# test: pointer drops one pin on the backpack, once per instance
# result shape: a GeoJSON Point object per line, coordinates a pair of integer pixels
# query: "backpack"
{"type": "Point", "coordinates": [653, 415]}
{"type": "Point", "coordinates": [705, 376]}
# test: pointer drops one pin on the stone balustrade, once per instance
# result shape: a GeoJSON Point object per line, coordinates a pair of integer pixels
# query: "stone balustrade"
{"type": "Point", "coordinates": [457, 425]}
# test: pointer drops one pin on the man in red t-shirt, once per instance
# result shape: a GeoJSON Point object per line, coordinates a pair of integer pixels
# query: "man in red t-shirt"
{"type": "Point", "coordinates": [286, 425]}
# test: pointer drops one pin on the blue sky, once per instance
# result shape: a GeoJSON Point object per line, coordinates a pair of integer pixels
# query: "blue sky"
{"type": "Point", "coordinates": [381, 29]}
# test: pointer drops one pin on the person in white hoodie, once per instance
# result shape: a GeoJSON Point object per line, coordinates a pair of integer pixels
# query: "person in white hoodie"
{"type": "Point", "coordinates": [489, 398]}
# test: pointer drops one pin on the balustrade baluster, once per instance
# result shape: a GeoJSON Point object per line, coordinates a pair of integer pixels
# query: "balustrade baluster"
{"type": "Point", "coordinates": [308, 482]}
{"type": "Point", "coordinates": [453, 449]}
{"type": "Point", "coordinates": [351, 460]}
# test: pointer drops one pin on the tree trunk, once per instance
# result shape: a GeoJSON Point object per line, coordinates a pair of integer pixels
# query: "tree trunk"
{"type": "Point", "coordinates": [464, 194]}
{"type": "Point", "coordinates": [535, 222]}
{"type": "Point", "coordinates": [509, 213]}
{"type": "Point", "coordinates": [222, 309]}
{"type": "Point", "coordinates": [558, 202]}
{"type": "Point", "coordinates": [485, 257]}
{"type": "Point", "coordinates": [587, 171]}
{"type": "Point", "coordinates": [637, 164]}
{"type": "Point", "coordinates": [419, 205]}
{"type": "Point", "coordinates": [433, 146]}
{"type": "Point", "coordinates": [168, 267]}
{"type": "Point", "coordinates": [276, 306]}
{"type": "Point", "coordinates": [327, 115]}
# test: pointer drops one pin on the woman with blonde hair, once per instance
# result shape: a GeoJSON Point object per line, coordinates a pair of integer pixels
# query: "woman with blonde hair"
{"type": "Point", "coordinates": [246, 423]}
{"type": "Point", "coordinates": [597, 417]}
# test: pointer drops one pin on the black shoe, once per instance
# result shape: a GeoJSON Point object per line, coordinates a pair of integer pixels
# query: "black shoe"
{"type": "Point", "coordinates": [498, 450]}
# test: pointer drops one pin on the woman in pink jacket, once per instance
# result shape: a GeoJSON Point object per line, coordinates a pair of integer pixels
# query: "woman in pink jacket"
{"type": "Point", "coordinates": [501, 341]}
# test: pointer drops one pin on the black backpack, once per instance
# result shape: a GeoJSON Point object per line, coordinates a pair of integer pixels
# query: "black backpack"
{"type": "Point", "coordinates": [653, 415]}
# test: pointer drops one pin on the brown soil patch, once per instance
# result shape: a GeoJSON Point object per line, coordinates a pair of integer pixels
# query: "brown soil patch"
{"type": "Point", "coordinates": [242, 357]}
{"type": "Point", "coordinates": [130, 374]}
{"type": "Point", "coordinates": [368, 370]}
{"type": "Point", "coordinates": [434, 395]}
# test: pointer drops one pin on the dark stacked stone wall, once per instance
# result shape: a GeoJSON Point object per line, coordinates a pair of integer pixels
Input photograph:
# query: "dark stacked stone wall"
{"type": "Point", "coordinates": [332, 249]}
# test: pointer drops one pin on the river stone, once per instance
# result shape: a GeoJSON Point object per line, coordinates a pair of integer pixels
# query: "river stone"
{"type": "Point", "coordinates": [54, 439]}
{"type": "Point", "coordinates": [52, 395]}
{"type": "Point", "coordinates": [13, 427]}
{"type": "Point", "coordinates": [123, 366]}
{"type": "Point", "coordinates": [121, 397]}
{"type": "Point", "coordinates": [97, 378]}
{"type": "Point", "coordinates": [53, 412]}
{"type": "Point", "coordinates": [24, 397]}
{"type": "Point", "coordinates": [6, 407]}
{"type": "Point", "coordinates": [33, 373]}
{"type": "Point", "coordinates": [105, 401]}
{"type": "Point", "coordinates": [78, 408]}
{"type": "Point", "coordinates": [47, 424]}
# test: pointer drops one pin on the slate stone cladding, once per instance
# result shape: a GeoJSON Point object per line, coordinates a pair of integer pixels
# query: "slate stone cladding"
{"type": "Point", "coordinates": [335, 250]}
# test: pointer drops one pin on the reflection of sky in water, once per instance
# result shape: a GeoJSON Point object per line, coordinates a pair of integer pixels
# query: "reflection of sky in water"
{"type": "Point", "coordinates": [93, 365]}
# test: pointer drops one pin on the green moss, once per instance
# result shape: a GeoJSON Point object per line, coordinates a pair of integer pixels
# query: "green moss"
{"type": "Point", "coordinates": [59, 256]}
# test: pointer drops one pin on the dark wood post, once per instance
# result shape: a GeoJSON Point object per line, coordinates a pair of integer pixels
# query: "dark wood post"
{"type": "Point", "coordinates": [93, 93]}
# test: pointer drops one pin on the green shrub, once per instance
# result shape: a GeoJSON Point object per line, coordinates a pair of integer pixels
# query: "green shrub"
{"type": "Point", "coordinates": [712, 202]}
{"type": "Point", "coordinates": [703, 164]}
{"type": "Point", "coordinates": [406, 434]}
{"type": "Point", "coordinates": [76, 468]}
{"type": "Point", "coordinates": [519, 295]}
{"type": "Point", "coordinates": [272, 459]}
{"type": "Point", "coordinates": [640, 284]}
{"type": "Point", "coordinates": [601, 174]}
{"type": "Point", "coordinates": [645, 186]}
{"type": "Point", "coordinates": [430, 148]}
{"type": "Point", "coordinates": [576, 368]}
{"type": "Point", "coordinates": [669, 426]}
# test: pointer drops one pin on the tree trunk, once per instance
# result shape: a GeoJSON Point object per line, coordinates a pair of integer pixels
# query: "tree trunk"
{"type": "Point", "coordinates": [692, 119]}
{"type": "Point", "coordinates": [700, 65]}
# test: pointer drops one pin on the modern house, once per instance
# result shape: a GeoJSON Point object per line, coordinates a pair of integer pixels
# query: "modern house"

═══

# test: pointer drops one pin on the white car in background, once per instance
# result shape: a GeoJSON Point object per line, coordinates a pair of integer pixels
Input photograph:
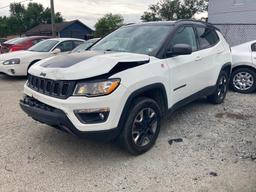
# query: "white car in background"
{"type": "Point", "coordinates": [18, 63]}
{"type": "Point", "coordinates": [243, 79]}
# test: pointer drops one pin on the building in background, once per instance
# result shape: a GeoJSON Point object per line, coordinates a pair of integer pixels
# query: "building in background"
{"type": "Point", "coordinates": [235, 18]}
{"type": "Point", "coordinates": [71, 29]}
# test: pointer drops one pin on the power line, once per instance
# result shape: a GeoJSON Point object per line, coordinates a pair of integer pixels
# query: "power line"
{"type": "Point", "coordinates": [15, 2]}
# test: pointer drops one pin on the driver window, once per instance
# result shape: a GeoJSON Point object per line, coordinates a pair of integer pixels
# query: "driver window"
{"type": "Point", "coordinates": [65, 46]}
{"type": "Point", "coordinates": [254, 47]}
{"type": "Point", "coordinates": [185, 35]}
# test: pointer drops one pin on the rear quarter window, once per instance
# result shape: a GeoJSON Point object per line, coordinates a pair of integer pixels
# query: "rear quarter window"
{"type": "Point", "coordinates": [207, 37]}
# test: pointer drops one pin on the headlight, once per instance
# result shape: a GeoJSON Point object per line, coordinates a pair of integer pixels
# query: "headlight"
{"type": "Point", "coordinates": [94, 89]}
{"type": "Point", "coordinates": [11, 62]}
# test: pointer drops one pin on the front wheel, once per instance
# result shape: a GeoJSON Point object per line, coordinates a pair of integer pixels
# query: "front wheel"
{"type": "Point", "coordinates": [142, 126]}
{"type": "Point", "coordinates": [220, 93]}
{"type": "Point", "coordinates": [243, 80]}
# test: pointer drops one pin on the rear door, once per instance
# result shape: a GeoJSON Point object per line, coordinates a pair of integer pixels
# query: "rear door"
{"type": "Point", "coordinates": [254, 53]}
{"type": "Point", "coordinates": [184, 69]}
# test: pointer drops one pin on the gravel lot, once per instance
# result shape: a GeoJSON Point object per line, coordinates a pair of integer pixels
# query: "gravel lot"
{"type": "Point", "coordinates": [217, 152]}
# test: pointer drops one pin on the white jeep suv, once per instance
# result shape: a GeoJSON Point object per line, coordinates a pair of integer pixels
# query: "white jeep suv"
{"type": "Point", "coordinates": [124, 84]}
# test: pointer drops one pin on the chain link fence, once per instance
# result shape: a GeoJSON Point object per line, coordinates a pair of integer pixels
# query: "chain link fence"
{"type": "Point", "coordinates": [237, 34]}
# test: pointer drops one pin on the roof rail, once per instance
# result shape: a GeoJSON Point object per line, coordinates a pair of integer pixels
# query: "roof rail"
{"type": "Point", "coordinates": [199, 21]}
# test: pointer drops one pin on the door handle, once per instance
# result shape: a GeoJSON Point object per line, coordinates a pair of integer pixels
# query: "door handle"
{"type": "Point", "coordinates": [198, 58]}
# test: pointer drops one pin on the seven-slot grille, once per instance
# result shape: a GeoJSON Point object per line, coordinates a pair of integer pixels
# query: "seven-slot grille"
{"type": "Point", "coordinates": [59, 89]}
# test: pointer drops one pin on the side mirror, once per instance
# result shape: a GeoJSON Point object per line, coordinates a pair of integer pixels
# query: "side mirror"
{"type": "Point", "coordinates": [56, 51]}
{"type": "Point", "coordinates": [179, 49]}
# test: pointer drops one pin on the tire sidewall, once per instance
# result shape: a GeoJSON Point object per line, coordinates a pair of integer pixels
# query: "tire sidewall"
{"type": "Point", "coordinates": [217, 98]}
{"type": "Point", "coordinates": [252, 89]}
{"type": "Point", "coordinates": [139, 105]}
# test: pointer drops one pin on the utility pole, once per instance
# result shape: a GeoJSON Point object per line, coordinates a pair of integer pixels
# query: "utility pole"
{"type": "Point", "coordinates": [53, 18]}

═══

▶ **TASK STATEMENT**: Lines of the material may hold the string "house". Copy each one that does.

▶ **EXERCISE RESPONSE**:
# test: pointer drops one pin on the modern house, once per instance
# query: "modern house"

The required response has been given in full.